PROBLEM TO WORK ON: Arrange the listing below as a two-column CSV with the header row "instruction" and "output", putting each instruction and its answer on one row in two quoted fields with line breaks changed to spaces. Leave the pictures out.

DATA SUPPLIED:
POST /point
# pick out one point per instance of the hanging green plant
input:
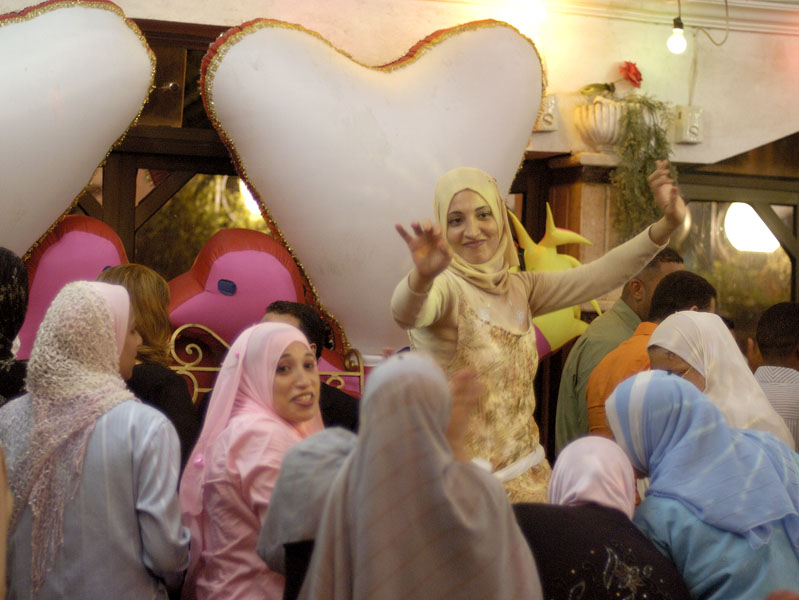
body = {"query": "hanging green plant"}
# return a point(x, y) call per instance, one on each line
point(639, 138)
point(643, 141)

THE RESPONSE:
instruction,output
"POST /point # pick out one point per instance of the hanging green plant input: body = {""query"": ""hanging green plant""} # return a point(x, y) call per instance, one on each line","point(639, 138) point(643, 141)"